--- AIM OF THE TASK ---
Return, word for word, every line that follows.
++++
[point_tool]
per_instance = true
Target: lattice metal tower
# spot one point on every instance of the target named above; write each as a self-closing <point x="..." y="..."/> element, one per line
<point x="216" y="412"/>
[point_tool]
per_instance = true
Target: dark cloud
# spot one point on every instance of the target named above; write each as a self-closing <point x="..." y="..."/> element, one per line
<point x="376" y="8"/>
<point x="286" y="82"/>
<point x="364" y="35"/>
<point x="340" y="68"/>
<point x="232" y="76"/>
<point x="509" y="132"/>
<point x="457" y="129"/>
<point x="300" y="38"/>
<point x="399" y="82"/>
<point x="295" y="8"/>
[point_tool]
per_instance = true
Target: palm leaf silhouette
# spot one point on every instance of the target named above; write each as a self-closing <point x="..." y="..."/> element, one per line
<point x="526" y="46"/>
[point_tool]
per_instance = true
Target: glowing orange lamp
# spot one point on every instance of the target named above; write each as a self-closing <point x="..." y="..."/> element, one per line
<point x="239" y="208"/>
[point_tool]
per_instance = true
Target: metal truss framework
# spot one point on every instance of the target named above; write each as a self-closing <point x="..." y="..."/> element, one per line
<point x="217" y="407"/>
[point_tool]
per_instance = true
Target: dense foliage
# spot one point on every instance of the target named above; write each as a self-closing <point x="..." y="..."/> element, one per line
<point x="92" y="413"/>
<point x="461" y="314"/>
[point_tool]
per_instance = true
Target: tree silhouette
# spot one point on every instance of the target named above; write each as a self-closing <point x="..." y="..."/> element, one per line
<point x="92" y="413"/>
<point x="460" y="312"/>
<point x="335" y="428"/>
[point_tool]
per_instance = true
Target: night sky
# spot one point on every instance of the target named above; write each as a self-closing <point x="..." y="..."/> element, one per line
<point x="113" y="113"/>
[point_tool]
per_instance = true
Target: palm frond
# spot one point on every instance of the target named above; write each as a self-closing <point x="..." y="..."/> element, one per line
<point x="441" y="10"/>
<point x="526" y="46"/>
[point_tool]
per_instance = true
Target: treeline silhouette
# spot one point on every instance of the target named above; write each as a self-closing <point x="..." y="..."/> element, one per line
++++
--- RESULT FOR THIS EXERCISE ---
[point_tool]
per_instance = true
Target: lattice metal tower
# spot one point on every instance of the target named above; write each as a self-closing <point x="..." y="..."/> element, one per line
<point x="216" y="412"/>
[point_tool]
per_instance = true
Target: dark cloud
# spot one point on every instance of the target named above; write each as a self-closing <point x="..." y="..."/> element, one per line
<point x="376" y="8"/>
<point x="286" y="82"/>
<point x="364" y="35"/>
<point x="340" y="68"/>
<point x="232" y="76"/>
<point x="509" y="132"/>
<point x="457" y="129"/>
<point x="300" y="38"/>
<point x="399" y="82"/>
<point x="295" y="8"/>
[point_tool]
per_instance = true
Target: palm leaf silhouette
# spot one point on every instance of the target named above; write each as a self-closing <point x="..." y="..."/> element, one per line
<point x="526" y="46"/>
[point_tool]
per_instance = true
Target: glowing orange lamp
# spot one point on every instance of the target named above; write each as a self-closing <point x="..." y="..."/> element, one per line
<point x="239" y="208"/>
[point_tool]
per_instance = true
Target: metal truss framework
# spot one point on every instance of the target named above; write each as a self-closing <point x="..." y="..."/> element, one per line
<point x="217" y="407"/>
[point_tool]
per_instance = true
Target: dense foliage
# spot one point on every instance of the target named above; write each as a self-closing <point x="..." y="..."/> element, one per line
<point x="92" y="413"/>
<point x="461" y="314"/>
[point_tool]
per_instance = true
Target: tree silhouette
# spot one point on every instance of the target named above; write each as a self-closing <point x="..." y="..."/> element, one per line
<point x="92" y="413"/>
<point x="460" y="312"/>
<point x="335" y="428"/>
[point_tool]
per_instance = true
Target: night sky
# spot one point on every instance of the target named above; write each as a self-closing <point x="..." y="..."/> element, one per line
<point x="113" y="113"/>
[point_tool]
per_instance = true
Target: palm frond
# spot one point on every instance of the target named above; write each as a self-closing <point x="..." y="..."/> element, one per line
<point x="441" y="10"/>
<point x="526" y="46"/>
[point_tool]
per_instance = true
Target: treeline silhouette
# spot one point on every instance of the target named above; write each as a self-closing <point x="..." y="..."/> element, one per line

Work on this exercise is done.